Interest rates have moved higher and are still below the beginning of last year. We’ve had steady downward moves with interest rates over the past several decades with occasional periods of correction. Keith thinks the forces driving rates down will persist. The current demand for credit is lethargic as businesses have been hit hard. He argues the need for borrowing is occurring on the downticks in interest rates.
Keith explains that hyperinflation will only come after the Fed becomes insolvent. This could happen if interest rates were to rise and the Fed ended up with a negative cash-flow. When they become insolvent, this will be the Zimbabwe moment.
He argues that bitcoin is not money because it can be forked and thus essentially copied. There is something unsound about this aspect of crypto. Bitcoin is difficult to borrow against because the price is moving higher. He argues that bitcoin can’t be used to finance any productive enterprise.
Keith Weiner earned his Ph.D. from the (non-accredited) New Austrian School of Economics. He speaks worldwide about the failing dollar system and the need to rediscover the gold standard. To this end, He founded the Gold Standard Institute USA and Monetary Metals. The former is a nonprofit focused on education and outreach. The latter makes it profitable to invest in the gold standard by paying gold interest on gold. Previously, Keith founded DiamondWare, a voice technology company that he sold to Nortel Networks in 2008.

### Exercise details
Can you reproduce the summary of Keith Weiner's views above, word for word and in full?

### Raw data
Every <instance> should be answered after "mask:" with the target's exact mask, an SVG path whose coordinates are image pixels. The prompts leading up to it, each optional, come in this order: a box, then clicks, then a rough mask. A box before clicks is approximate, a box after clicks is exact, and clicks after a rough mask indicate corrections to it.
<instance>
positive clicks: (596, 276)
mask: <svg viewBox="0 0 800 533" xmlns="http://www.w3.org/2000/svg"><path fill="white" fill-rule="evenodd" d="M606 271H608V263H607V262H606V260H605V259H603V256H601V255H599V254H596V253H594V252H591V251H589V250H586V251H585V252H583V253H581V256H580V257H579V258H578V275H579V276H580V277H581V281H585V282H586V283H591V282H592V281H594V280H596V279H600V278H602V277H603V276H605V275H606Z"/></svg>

### Completed exercise
Interest rates have moved higher and are still below the beginning of last year. We’ve had steady downward moves with interest rates over the past several decades with occasional periods of correction. Keith thinks the forces driving rates down will persist. The current demand for credit is lethargic as businesses have been hit hard. He argues the need for borrowing is occurring on the downticks in interest rates.
Keith explains that hyperinflation will only come after the Fed becomes insolvent. This could happen if interest rates were to rise and the Fed ended up with a negative cash-flow. When they become insolvent, this will be the Zimbabwe moment.
He argues that bitcoin is not money because it can be forked and thus essentially copied. There is something unsound about this aspect of crypto. Bitcoin is difficult to borrow against because the price is moving higher. He argues that bitcoin can’t be used to finance any productive enterprise.
Keith Weiner earned his Ph.D. from the (non-accredited) New Austrian School of Economics. He speaks worldwide about the failing dollar system and the need to rediscover the gold standard. To this end, He founded the Gold Standard Institute USA and Monetary Metals. The former is a nonprofit focused on education and outreach. The latter makes it profitable to invest in the gold standard by paying gold interest on gold. Previously, Keith founded DiamondWare, a voice technology company that he sold to Nortel Networks in 2008.